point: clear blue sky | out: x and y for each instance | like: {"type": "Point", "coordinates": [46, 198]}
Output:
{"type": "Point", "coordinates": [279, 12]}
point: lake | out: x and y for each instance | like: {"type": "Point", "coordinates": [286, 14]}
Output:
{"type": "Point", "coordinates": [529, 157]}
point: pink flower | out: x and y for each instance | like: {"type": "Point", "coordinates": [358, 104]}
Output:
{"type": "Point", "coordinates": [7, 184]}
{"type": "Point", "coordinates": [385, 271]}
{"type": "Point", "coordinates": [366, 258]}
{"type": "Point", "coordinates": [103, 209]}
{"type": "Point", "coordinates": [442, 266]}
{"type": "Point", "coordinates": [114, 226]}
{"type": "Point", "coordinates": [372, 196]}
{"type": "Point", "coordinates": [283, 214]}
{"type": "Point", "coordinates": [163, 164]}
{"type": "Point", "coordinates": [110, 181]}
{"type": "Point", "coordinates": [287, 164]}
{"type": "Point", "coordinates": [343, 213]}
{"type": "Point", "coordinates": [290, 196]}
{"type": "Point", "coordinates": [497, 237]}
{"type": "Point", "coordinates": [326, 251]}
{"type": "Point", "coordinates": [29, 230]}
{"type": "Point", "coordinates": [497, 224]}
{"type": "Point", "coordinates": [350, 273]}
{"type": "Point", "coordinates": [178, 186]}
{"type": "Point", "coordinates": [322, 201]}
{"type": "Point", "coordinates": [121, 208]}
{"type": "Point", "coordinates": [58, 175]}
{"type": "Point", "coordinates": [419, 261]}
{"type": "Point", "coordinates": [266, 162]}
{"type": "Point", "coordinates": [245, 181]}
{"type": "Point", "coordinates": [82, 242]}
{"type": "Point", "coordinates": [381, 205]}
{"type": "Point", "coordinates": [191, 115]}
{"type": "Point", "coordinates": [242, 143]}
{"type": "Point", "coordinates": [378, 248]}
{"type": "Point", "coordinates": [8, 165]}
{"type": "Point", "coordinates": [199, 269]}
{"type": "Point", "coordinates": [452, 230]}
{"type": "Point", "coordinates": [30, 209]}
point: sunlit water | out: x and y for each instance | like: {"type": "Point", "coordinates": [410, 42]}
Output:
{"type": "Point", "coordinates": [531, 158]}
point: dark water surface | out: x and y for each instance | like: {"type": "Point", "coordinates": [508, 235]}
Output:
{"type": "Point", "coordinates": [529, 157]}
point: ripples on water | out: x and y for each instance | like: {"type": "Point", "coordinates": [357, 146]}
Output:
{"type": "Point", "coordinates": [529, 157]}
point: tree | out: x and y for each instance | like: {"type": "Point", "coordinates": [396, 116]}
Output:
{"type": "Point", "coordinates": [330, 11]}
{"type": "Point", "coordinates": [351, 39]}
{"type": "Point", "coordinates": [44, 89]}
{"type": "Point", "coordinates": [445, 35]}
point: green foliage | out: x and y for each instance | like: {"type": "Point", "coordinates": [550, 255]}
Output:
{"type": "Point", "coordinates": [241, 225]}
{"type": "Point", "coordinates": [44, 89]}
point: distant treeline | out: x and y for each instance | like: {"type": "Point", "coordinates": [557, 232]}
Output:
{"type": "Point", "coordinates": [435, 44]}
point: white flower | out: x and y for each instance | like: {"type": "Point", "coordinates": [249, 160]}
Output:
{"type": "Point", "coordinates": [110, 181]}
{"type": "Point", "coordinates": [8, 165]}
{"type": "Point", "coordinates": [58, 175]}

★ ★ ★ ★

### Exercise details
Copy the data. Make sure every line matches exactly.

### Solution to the problem
point: clear blue sky | out: x and y for each instance | like: {"type": "Point", "coordinates": [46, 198]}
Output:
{"type": "Point", "coordinates": [279, 12]}
point: lake | out: x and y for each instance | like: {"type": "Point", "coordinates": [286, 14]}
Output:
{"type": "Point", "coordinates": [529, 157]}
point: pink flower | out: x and y for each instance | like: {"type": "Point", "coordinates": [358, 104]}
Output:
{"type": "Point", "coordinates": [7, 184]}
{"type": "Point", "coordinates": [385, 271]}
{"type": "Point", "coordinates": [366, 258]}
{"type": "Point", "coordinates": [103, 209]}
{"type": "Point", "coordinates": [442, 266]}
{"type": "Point", "coordinates": [114, 226]}
{"type": "Point", "coordinates": [372, 196]}
{"type": "Point", "coordinates": [283, 214]}
{"type": "Point", "coordinates": [163, 164]}
{"type": "Point", "coordinates": [110, 181]}
{"type": "Point", "coordinates": [287, 164]}
{"type": "Point", "coordinates": [343, 213]}
{"type": "Point", "coordinates": [290, 196]}
{"type": "Point", "coordinates": [497, 237]}
{"type": "Point", "coordinates": [326, 251]}
{"type": "Point", "coordinates": [29, 230]}
{"type": "Point", "coordinates": [497, 224]}
{"type": "Point", "coordinates": [350, 273]}
{"type": "Point", "coordinates": [178, 186]}
{"type": "Point", "coordinates": [322, 201]}
{"type": "Point", "coordinates": [121, 208]}
{"type": "Point", "coordinates": [58, 175]}
{"type": "Point", "coordinates": [419, 261]}
{"type": "Point", "coordinates": [266, 162]}
{"type": "Point", "coordinates": [245, 181]}
{"type": "Point", "coordinates": [82, 242]}
{"type": "Point", "coordinates": [381, 205]}
{"type": "Point", "coordinates": [191, 115]}
{"type": "Point", "coordinates": [242, 143]}
{"type": "Point", "coordinates": [378, 248]}
{"type": "Point", "coordinates": [8, 165]}
{"type": "Point", "coordinates": [199, 269]}
{"type": "Point", "coordinates": [452, 230]}
{"type": "Point", "coordinates": [30, 209]}
point: sunlit water | out: x and y for each instance | like: {"type": "Point", "coordinates": [410, 42]}
Output:
{"type": "Point", "coordinates": [531, 158]}
point: dark water surface | out: x and y for each instance | like: {"type": "Point", "coordinates": [508, 235]}
Output:
{"type": "Point", "coordinates": [529, 157]}
point: ripples on water | out: x and y for each instance | like: {"type": "Point", "coordinates": [357, 146]}
Output:
{"type": "Point", "coordinates": [529, 157]}
point: tree | out: x and y for each instance | like: {"type": "Point", "coordinates": [396, 116]}
Output:
{"type": "Point", "coordinates": [330, 11]}
{"type": "Point", "coordinates": [351, 39]}
{"type": "Point", "coordinates": [44, 89]}
{"type": "Point", "coordinates": [445, 35]}
point: green foliage | out: x and y for each instance | like: {"type": "Point", "coordinates": [550, 255]}
Output:
{"type": "Point", "coordinates": [241, 225]}
{"type": "Point", "coordinates": [44, 89]}
point: distant treeline | out: x and y for each instance | like: {"type": "Point", "coordinates": [557, 232]}
Output:
{"type": "Point", "coordinates": [435, 44]}
point: white flower | out: x and y for each instance | like: {"type": "Point", "coordinates": [249, 160]}
Output:
{"type": "Point", "coordinates": [110, 181]}
{"type": "Point", "coordinates": [8, 165]}
{"type": "Point", "coordinates": [58, 175]}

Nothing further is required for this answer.